Exercise objective
From the book club post introducing Comemadre, return the passage starting with "Introducing Roque Larraquy’s" and going on through "of his work.", copied word for word.

Quoted passage
------------------------------
Introducing Roque Larraquy’s ‘Comemadre’
Happy September! We decided to start the Halloween celebrations a little early this year by choosing a novel that deftly walks the line between horror and humor. Comemadre, written by Argentine author Roque Larraquy and translated by Heather Cleary, is divided into two narratives that take place 100 years apart. The first follows a group of doctors conducting grotesque medical experiments in the name of science, and the second tells the story of an artist who undergoes physical transformations in service of his work.
Let’s start with a brief overview of the book. But first, if you’re not already a member of our Babbel Book Club Facebook group, it’s never too late to join!
Comemadre is probably unlike any book you’ve ever read before. It’s equal parts creepy and funny, peppered with moments of intense logic and others of extreme absurdity. And that’s certainly no accident. The novel examines the lengths to which humans will go to make personal and societal progress, and in doing so blurs the lines between the rational and the bizarre.
The format itself is part of what makes this book so unusual. It starts in 1907 at a sanitorium outside of Buenos Aires, where a team of doctors are duping cancer patients into participating in medical experiments to help them learn about what happens when we die. The second part is set in 2009 Buenos Aires. A contemporary artist who was a child prodigy truly throws himself into his art, mutilating and physically transforming himself in the process. How do these two distinct narratives, separated by a century, connect to one another? Answering that question is part of the fun.
Roque Larraquy is an Argentine writer and professor. Comemadre was his debut novel and the only one that’s been translated into English. Larraquy has also worked as a screenwriter for a TV miniseries airing in Argentina. But perhaps more interesting than his writing background is the fact that he’s a professor of narrative and audiovisual design. His understanding and appreciation of visual media are apparent throughout the novel.
Heather Cleary is an esteemed translator, who’s worked on a number of award-winning and nominated books. Cleary is one of the founding editors of the bilingual Buenos Aires Review. She holds an MA in Comparative Literature from New York University and a Ph.D. in Latin American and Iberian Cultures from Columbia University. Currently, she teaches at Sarah Lawrence College in New York.
If you keep up with the Babbel Book Club, you’ll notice that we’ve selected a book translated from Spanish for the second month in a row. However, these works are worlds apart in genre, topic and style. We thought this would be a nice juxtaposition, showcasing the wide range of material books in translation can cover.
------------------------------
Provided material
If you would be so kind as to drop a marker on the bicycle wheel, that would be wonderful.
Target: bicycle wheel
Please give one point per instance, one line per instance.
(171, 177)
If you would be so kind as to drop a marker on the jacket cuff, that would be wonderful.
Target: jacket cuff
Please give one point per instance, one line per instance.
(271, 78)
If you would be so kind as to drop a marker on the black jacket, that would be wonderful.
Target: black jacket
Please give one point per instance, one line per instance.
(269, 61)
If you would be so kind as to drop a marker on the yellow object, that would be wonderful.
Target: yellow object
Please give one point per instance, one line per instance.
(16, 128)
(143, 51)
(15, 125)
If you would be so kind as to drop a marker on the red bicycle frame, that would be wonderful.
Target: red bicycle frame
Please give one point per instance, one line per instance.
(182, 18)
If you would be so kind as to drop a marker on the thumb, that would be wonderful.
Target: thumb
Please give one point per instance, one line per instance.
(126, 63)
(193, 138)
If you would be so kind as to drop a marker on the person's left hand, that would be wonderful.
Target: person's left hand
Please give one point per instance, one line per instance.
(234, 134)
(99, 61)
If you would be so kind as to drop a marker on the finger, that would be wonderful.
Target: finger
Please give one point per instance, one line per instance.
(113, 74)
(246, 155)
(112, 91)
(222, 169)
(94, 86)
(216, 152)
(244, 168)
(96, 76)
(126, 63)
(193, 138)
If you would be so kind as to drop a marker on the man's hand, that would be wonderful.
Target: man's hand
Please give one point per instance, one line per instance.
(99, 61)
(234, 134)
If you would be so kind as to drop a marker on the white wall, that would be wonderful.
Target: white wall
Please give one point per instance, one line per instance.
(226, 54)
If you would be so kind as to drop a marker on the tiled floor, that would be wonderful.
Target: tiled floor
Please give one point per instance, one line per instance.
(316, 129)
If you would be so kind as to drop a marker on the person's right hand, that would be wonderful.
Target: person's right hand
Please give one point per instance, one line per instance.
------------------------------
Answer box
Introducing Roque Larraquy’s ‘Comemadre’
Happy September! We decided to start the Halloween celebrations a little early this year by choosing a novel that deftly walks the line between horror and humor. Comemadre, written by Argentine author Roque Larraquy and translated by Heather Cleary, is divided into two narratives that take place 100 years apart. The first follows a group of doctors conducting grotesque medical experiments in the name of science, and the second tells the story of an artist who undergoes physical transformations in service of his work.